(TASK BRIEF):
Copy out only the span from the line with "stone statue, which" to the end of the data, both ends kept, word for word.

(Location annotation dataset excerpts):
++++

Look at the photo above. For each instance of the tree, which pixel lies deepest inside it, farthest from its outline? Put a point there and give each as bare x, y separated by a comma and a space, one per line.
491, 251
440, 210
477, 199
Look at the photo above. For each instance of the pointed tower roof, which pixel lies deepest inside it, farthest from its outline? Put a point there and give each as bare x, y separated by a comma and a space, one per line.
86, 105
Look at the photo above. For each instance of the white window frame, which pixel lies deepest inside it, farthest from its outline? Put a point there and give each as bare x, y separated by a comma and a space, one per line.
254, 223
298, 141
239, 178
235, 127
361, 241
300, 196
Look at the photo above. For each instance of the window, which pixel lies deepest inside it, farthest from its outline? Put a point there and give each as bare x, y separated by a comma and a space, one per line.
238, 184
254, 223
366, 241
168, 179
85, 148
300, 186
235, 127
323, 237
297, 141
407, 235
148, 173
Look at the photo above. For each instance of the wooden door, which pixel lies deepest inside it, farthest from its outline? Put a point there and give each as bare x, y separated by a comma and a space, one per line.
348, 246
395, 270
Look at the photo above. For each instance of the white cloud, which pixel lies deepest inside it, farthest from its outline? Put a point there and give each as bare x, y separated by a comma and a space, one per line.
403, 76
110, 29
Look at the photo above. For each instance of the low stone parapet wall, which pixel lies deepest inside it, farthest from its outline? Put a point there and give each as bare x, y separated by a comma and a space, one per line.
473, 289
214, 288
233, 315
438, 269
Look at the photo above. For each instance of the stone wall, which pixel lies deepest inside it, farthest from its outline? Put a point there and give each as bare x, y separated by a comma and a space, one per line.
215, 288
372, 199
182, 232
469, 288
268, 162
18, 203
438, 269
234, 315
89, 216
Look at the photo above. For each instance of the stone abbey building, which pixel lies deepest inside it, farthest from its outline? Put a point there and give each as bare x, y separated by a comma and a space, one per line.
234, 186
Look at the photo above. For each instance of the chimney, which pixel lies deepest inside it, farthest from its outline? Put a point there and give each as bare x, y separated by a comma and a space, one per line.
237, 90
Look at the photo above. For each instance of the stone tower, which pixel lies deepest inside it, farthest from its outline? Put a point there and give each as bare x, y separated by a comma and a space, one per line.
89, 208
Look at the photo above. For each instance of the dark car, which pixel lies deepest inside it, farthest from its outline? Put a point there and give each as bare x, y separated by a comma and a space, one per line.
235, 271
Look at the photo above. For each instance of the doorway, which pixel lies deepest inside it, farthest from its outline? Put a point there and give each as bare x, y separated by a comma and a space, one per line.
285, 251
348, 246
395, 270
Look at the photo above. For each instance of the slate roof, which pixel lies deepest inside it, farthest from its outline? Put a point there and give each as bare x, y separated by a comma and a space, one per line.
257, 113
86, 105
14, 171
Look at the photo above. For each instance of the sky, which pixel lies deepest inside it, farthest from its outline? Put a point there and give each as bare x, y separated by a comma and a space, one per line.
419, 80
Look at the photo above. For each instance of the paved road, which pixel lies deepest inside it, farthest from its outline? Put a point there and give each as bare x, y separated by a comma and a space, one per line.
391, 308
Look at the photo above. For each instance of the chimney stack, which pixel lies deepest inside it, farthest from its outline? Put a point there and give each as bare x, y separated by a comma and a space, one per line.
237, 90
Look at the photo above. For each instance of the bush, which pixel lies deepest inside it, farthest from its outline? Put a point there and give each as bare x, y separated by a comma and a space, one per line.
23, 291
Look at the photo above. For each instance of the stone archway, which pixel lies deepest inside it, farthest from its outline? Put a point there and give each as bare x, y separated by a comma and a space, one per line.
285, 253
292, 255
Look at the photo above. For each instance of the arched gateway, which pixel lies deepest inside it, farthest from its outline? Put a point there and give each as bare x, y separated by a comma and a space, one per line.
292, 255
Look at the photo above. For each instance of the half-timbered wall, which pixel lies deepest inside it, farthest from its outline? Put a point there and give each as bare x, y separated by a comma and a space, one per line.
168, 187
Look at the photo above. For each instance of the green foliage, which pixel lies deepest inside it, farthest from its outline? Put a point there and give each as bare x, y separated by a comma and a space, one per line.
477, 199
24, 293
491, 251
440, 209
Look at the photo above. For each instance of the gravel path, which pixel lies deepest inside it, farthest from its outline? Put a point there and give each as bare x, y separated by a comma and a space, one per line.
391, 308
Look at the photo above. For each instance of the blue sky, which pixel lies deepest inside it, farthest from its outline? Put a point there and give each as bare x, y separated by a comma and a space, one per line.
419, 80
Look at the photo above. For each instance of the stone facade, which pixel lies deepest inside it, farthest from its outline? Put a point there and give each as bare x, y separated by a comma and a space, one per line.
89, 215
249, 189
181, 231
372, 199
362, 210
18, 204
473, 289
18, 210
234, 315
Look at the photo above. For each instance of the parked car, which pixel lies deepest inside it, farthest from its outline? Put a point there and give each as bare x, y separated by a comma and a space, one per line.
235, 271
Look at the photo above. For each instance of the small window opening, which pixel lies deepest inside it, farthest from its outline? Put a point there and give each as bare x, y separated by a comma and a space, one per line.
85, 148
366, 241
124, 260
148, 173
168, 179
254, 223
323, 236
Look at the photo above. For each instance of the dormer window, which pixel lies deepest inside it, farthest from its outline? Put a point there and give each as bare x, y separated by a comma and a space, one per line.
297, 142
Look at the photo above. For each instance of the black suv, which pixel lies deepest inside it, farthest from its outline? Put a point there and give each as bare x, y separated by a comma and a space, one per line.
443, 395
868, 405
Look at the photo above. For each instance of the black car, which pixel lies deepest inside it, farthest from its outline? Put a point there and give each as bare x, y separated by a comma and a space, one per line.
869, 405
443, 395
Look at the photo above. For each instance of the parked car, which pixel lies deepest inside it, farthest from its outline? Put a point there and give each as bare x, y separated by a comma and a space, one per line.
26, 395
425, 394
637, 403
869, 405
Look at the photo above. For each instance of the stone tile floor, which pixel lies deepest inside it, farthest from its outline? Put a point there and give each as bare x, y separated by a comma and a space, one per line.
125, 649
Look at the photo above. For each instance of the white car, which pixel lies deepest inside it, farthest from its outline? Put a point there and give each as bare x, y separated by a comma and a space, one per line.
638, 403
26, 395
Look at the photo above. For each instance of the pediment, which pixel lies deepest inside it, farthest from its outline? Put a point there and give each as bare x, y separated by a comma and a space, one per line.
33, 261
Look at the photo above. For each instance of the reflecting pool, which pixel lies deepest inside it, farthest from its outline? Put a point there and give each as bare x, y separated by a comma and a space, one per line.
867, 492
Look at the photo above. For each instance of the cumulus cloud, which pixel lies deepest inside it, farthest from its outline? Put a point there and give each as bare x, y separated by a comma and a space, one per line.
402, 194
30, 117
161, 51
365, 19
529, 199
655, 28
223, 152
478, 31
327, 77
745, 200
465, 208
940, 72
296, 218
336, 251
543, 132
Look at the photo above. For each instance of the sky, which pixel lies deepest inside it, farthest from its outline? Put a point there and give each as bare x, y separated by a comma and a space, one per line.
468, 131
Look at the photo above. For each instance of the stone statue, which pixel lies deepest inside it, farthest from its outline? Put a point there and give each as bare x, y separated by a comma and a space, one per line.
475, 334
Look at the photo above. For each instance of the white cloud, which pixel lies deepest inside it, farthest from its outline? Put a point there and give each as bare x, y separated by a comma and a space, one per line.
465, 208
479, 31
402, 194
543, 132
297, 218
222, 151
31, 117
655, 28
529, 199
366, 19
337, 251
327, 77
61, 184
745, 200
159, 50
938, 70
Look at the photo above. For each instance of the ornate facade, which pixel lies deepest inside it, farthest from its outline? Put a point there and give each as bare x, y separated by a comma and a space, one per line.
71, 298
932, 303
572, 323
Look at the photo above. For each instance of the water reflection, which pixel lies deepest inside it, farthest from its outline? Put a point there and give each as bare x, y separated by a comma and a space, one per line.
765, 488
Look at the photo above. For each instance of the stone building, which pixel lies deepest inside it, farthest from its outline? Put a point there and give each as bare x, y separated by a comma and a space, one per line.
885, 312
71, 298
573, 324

++++

(OUTPUT FOR THIS TASK):
Look at the photo above. For each instance of the stone statue, which pixel lies deepest inside it, farthest from its outline? Put a point there and give each as bare x, y separated by a comma and a space, one per line.
475, 334
Look at the photo above. For each instance of the white cloud, which pixel lies deepest inside it, farthest from its outline? Put a point there and give each as bare x, y separated by a comma and a space, one per line.
465, 208
479, 31
402, 194
543, 132
297, 218
222, 151
31, 117
655, 28
529, 199
366, 19
337, 251
327, 77
61, 184
745, 200
159, 50
938, 70
Look at the photo above. For each instance of the ornate facade, which pixel lies deepest inside it, farthest from its outline? Put a point there and give each as bare x, y separated by a comma and a space, one per line.
71, 298
932, 303
572, 323
Look at the photo above. For each instance of the water reflection, which pixel lies deepest inside it, farthest from its outline? Put a point there and give each as bare x, y separated by a comma and a space, one per line.
765, 488
Look at the photo above. For each instance of the stone building, which pixel lies deepest inside it, farthest from its outline? Put a point there and give each as bare x, y separated by a comma and a space, one per line.
885, 312
71, 298
573, 324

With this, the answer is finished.